(Action item) From the records below, pull each line that has "distant".

Referring expression data
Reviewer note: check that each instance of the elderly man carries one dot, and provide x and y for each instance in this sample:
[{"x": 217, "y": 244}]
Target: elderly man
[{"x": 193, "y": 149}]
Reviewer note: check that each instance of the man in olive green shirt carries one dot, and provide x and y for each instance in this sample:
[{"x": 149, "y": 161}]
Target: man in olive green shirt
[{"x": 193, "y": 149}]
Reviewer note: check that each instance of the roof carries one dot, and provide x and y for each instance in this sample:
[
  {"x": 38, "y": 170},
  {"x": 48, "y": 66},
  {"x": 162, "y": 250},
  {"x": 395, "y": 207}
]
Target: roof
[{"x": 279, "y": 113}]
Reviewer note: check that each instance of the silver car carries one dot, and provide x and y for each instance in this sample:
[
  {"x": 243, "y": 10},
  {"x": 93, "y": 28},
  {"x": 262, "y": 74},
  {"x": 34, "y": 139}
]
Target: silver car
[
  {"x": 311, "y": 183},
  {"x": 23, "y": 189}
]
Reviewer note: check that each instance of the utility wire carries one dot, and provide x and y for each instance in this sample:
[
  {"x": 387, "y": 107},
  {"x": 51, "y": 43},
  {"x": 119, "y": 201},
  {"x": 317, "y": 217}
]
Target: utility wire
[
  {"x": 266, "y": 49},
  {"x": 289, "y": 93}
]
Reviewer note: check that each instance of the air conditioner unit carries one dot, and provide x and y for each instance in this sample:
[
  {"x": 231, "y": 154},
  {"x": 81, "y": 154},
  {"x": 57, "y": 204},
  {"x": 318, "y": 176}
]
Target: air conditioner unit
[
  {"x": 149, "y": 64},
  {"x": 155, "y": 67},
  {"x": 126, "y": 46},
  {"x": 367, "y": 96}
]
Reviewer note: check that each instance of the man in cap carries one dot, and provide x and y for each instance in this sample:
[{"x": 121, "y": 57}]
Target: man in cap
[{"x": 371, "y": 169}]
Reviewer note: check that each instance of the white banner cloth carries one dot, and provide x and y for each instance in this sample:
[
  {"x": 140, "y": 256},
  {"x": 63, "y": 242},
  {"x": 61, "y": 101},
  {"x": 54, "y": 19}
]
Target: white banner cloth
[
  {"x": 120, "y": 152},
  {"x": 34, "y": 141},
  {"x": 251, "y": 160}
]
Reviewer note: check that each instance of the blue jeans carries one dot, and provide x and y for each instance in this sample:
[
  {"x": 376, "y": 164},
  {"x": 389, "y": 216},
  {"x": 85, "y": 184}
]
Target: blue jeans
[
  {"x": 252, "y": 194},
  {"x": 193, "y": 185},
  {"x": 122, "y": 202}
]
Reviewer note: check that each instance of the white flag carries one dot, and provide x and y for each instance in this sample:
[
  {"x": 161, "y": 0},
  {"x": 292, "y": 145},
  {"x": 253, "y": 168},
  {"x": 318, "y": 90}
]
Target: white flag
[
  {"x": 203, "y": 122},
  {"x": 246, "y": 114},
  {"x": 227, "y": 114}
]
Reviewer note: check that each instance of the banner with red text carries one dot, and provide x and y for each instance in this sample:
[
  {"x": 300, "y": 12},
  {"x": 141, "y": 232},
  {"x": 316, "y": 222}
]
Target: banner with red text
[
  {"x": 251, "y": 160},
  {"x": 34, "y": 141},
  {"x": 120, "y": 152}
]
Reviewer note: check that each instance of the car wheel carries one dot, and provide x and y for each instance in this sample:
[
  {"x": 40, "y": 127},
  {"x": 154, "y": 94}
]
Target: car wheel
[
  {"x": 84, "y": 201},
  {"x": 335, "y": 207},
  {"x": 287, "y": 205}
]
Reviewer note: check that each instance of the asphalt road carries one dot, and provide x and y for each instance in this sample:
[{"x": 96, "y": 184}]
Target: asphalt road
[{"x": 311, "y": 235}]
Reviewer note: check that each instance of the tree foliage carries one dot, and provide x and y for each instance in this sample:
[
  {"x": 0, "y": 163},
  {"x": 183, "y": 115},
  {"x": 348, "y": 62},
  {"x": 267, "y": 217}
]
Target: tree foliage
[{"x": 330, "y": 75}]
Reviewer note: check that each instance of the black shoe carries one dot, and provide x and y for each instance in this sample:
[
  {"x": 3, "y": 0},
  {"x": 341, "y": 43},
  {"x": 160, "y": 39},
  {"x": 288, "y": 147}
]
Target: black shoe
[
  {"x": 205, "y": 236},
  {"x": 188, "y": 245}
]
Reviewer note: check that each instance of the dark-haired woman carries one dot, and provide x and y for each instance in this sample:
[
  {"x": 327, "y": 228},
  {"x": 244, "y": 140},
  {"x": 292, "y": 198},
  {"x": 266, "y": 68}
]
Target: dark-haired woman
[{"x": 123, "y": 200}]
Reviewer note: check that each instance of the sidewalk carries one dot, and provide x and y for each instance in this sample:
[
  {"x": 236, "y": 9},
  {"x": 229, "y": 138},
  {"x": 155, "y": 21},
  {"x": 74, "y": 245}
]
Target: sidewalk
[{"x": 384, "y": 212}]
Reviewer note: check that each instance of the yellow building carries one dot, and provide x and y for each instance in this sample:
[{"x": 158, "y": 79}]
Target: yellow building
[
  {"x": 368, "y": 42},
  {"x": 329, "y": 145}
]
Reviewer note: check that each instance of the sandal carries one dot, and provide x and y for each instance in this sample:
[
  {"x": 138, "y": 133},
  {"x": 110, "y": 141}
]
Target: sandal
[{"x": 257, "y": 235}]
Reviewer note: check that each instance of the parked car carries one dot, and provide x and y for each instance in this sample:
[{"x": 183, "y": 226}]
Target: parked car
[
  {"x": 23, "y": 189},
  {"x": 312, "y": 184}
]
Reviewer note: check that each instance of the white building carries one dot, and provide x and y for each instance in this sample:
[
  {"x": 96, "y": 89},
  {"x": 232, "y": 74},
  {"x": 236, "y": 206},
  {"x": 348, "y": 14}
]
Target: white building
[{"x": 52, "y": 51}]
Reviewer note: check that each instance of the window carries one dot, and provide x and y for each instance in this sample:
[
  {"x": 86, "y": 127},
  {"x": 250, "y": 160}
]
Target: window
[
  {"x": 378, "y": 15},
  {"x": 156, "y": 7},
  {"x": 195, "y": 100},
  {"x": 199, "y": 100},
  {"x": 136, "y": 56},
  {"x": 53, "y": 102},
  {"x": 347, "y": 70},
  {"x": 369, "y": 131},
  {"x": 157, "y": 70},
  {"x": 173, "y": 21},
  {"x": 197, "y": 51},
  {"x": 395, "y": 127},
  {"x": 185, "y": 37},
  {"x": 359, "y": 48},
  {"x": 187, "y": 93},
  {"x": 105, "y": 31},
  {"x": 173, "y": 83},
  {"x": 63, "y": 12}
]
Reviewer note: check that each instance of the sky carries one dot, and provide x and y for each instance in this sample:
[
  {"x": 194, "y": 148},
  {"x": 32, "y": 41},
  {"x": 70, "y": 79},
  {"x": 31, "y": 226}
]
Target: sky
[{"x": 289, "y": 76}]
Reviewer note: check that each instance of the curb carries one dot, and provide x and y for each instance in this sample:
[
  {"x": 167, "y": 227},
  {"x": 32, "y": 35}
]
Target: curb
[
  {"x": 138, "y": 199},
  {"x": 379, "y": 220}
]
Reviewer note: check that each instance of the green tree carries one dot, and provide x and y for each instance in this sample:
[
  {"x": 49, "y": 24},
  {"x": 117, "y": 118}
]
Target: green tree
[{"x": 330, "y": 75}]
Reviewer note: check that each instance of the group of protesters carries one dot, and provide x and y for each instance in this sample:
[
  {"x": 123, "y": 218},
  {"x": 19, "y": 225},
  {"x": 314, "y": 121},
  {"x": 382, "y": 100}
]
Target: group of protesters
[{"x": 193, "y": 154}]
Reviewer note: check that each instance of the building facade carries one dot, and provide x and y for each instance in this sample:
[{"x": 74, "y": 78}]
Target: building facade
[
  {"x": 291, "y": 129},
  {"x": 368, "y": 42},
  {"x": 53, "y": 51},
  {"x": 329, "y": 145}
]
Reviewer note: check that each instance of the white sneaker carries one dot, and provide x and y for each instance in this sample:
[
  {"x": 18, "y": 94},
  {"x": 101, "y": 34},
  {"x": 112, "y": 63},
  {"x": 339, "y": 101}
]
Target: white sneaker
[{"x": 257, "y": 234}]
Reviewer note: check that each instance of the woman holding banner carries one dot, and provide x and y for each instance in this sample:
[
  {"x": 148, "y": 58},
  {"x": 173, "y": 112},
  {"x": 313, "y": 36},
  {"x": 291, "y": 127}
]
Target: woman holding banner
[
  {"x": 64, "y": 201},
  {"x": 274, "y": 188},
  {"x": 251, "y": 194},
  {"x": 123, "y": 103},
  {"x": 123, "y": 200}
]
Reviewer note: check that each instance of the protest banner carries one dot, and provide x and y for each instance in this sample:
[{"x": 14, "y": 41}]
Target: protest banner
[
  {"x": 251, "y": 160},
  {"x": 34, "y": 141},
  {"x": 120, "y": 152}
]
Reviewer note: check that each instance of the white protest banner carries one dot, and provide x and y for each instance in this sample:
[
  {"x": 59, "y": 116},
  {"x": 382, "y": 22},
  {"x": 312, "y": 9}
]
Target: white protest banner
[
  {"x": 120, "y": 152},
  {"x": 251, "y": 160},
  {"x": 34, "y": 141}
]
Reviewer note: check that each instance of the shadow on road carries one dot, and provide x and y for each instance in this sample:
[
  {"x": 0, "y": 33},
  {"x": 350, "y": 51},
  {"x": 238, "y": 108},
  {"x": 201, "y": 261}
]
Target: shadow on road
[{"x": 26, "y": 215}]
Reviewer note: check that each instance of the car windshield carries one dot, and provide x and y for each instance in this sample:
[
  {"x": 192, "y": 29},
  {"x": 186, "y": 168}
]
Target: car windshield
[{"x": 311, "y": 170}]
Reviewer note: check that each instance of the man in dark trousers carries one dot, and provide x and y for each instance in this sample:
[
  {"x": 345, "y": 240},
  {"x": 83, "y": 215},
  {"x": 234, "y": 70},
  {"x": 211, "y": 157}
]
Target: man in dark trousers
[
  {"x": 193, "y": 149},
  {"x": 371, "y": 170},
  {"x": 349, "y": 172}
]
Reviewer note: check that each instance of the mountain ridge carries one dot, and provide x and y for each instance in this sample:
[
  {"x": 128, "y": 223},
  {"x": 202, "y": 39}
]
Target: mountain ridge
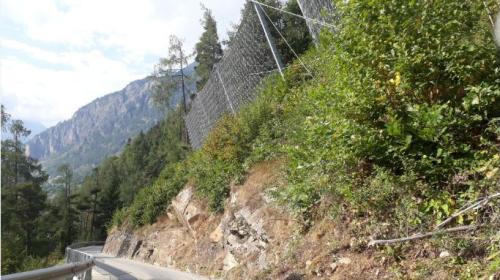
[{"x": 100, "y": 128}]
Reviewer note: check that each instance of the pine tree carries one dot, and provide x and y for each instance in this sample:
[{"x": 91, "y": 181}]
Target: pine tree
[{"x": 208, "y": 49}]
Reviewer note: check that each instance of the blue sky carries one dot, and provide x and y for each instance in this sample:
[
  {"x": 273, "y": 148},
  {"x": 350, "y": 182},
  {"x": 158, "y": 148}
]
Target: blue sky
[{"x": 58, "y": 55}]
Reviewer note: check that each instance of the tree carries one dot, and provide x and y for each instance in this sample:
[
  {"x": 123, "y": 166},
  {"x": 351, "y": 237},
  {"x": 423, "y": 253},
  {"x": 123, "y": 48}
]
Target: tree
[
  {"x": 66, "y": 180},
  {"x": 5, "y": 118},
  {"x": 18, "y": 131},
  {"x": 165, "y": 79},
  {"x": 23, "y": 200},
  {"x": 208, "y": 49}
]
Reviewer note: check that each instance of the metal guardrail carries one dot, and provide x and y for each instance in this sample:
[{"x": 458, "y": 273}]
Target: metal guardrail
[{"x": 79, "y": 265}]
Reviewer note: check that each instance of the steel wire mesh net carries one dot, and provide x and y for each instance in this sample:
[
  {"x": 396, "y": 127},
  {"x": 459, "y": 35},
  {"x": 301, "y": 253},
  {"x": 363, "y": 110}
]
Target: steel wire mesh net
[
  {"x": 247, "y": 60},
  {"x": 234, "y": 79}
]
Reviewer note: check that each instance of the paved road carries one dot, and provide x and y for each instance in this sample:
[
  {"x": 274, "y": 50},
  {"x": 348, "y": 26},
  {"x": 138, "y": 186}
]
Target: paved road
[{"x": 109, "y": 267}]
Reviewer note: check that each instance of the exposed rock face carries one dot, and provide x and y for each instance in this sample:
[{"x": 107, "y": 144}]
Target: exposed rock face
[
  {"x": 99, "y": 129},
  {"x": 238, "y": 243}
]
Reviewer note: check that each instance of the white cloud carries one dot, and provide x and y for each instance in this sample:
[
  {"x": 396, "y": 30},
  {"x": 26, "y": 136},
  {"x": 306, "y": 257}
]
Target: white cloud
[{"x": 69, "y": 52}]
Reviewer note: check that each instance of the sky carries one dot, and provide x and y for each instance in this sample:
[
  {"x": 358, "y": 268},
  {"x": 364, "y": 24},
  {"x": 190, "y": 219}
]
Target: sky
[{"x": 58, "y": 55}]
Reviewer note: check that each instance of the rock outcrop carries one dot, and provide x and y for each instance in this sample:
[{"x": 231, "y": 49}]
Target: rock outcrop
[
  {"x": 99, "y": 129},
  {"x": 241, "y": 241}
]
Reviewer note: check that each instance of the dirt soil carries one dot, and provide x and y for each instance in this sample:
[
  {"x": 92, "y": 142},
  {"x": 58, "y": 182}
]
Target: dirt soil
[{"x": 256, "y": 239}]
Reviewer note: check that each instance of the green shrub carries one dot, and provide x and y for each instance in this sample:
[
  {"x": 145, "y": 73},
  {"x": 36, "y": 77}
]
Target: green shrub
[{"x": 405, "y": 102}]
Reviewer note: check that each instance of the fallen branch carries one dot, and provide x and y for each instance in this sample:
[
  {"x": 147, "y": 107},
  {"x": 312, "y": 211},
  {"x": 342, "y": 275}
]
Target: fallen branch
[
  {"x": 420, "y": 235},
  {"x": 478, "y": 204}
]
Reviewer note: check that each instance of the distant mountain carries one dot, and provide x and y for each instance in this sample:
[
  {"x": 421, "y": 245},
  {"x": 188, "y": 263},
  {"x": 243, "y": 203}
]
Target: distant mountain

(Exercise solution)
Reviewer note: check that each instance of the distant mountain carries one dot, and provide x and y for each instance in this sample:
Target: distant mountain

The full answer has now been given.